Goal of the exercise: Will you set down, unchanged, every line from the very start of the items up to and including the line with "M3 108L10 104L24"?

Exercise data:
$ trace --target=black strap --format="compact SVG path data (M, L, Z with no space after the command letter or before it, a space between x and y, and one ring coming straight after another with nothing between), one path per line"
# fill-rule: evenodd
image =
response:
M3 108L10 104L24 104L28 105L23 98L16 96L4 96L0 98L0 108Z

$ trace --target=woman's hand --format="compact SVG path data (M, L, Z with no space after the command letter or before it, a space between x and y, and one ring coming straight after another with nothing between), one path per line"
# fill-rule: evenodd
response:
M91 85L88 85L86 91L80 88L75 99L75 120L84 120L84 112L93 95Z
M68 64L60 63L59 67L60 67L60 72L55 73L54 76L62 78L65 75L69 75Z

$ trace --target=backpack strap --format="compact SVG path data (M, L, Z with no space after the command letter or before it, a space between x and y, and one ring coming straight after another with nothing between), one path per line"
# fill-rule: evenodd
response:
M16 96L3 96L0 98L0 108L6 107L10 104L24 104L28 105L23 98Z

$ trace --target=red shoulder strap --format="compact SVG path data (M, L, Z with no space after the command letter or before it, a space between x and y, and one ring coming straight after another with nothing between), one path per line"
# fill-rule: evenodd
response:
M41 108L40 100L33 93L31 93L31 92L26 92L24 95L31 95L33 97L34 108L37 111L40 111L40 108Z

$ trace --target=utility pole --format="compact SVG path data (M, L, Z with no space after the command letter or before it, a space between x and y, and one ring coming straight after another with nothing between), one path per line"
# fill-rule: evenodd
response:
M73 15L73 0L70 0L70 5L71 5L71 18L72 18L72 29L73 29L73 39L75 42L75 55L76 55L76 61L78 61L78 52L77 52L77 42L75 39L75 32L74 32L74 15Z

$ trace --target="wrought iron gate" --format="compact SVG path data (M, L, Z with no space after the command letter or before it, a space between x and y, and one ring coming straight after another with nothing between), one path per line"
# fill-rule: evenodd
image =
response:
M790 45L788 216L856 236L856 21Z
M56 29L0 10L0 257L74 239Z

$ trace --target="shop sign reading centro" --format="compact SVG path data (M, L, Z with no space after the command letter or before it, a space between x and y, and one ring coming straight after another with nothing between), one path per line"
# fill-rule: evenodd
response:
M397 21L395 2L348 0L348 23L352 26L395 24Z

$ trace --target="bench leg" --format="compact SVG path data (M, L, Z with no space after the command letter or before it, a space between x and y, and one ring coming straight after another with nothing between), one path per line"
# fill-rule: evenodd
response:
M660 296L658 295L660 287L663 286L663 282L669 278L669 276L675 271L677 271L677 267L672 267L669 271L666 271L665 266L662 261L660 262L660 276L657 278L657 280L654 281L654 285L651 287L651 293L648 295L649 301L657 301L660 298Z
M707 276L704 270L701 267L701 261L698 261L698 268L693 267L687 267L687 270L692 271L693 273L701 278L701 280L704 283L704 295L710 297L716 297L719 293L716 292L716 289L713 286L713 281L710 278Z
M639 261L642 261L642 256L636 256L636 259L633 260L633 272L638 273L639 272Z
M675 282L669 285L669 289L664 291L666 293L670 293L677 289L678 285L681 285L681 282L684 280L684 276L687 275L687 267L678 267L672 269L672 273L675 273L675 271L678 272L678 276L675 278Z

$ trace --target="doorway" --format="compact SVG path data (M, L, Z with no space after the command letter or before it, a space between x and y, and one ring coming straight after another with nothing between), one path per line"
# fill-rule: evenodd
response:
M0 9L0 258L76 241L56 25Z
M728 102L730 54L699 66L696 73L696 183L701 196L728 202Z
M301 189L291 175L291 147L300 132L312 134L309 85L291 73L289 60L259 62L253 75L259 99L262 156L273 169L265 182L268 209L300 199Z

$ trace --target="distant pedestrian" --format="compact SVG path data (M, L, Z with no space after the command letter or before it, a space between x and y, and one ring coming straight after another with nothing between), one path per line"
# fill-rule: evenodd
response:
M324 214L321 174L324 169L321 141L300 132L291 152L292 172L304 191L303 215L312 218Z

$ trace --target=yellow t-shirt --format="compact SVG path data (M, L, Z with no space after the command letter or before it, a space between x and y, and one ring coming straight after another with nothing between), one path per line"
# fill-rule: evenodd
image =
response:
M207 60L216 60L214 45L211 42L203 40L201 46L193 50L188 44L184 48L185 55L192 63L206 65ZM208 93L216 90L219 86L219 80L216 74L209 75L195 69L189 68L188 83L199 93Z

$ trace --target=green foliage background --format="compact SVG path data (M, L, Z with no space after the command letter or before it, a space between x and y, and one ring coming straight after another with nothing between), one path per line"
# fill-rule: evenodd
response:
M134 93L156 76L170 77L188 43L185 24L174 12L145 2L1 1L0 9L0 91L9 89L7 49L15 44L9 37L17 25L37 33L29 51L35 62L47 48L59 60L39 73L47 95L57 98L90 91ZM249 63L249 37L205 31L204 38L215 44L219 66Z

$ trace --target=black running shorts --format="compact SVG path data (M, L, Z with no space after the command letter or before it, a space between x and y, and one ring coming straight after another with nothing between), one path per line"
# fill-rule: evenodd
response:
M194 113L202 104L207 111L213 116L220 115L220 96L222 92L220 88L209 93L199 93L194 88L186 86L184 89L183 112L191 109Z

Reply to the task:
$ trace --target=black strap --format="compact SVG path data (M, L, Z with no space after the command letter or before it, a space between x and y, and one ring coming straight after another with nothing between), one path per line"
# fill-rule: evenodd
image =
response:
M3 108L10 104L24 104L28 105L23 98L16 96L4 96L0 98L0 108Z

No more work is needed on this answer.